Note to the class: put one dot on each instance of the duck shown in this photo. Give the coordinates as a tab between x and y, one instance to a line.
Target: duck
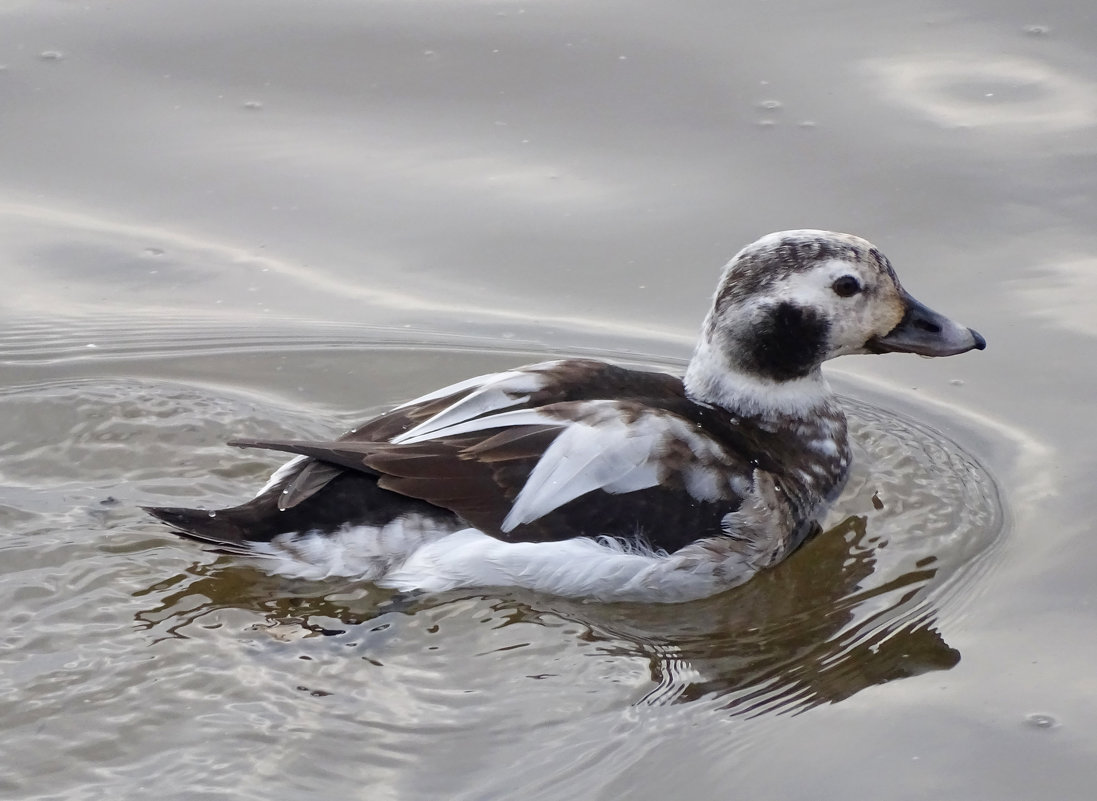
583	478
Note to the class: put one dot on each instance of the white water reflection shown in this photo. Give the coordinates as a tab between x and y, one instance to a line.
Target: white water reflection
987	91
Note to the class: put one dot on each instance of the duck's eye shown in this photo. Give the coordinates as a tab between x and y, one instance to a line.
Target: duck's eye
846	286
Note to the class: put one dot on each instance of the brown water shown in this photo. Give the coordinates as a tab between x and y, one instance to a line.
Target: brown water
274	218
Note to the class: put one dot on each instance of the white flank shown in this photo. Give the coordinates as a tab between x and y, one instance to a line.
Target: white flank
364	552
601	570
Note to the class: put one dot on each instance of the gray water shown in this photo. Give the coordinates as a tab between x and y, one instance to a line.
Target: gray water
244	218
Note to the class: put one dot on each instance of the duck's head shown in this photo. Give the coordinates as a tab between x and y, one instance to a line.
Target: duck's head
792	300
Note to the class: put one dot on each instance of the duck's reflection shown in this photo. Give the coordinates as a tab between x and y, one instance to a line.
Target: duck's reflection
814	630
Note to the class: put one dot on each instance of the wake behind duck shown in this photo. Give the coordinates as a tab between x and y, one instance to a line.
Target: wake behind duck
581	478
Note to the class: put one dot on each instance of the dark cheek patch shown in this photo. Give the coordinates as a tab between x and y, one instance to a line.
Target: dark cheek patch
788	342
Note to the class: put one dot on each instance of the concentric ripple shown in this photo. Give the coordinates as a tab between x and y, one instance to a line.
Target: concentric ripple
857	606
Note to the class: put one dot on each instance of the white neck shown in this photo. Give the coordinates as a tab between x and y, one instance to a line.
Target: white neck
712	380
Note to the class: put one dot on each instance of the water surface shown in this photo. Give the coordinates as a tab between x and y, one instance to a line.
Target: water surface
┄┄┄┄┄┄
• _Assignment_
Repeat each entry above exactly, passing over any images.

• _Problem solution_
Note to the class: put one dot on each instance of the duck shown in this photo. Give the coordinates as a tab between x and y, one instance to a line.
Target: duck
583	478
Note to the class: put one dot on each instance of the white water reflection shown in this photo. Give the coordinates as a tab between x and y, one instance to a line.
Target: white water reflection
987	91
Note to the class: put one dot on each instance of the duck's eye shown in this photo. Give the coordinates as a tab between x and y, one instance to a line.
Target: duck's eye
846	286
Note to the class: put one dot on each instance of the brown water shown in this photo. Give the coordinates as a tab between x and y, one instance to a line.
Target: brown water
274	218
Note to the class: put one dot on each instance of the white flank shown in this photo. Give the coordinates as a tab between x and y, one instance to a line.
Target: white flank
364	552
601	570
Note to the class: put one dot on each instance of the gray water shown in this photo. Give the coordinates as a tab between x and y, one instance to a line.
Target: gray water
244	218
Note to the class: put one dot on each instance of the duck's head shown in this photo. Give the coordinates as a tab between x and y, one instance to a line.
Target: duck's head
792	300
Note to the class: put one dot on each instance of the duck's reflection shown in this photo. Give the coordinates as a tab between x and y, one instance to a line.
Target: duck's reflection
814	630
Note to the class: put one dot on each instance of the wake behind duck shown in this photo. Give the coordinates as a tab between x and y, one instance to a line.
Target: wake behind duck
581	478
Note to the class: put one dot on each instance of the dark cheek patch shown in this photo. Give the coordinates as a tab between x and y, one instance to a line.
Target: dark cheek patch
788	342
Note to the class: put one dot on each instance of the concentric ripple shown in this photo. Give the coordinates as a tab between x and y, one instance to a line.
Target: concentric ripple
857	606
Note to the class: put one dot on each instance of the white neck shown in this photo. Give the coordinates as a tab between x and y, one instance to a line.
Target: white neck
712	380
Note to the class: put one dot on each instance of the water surface shown in this photo. Give the coordinates as a tab between x and y, one instance to a line.
Target: water surface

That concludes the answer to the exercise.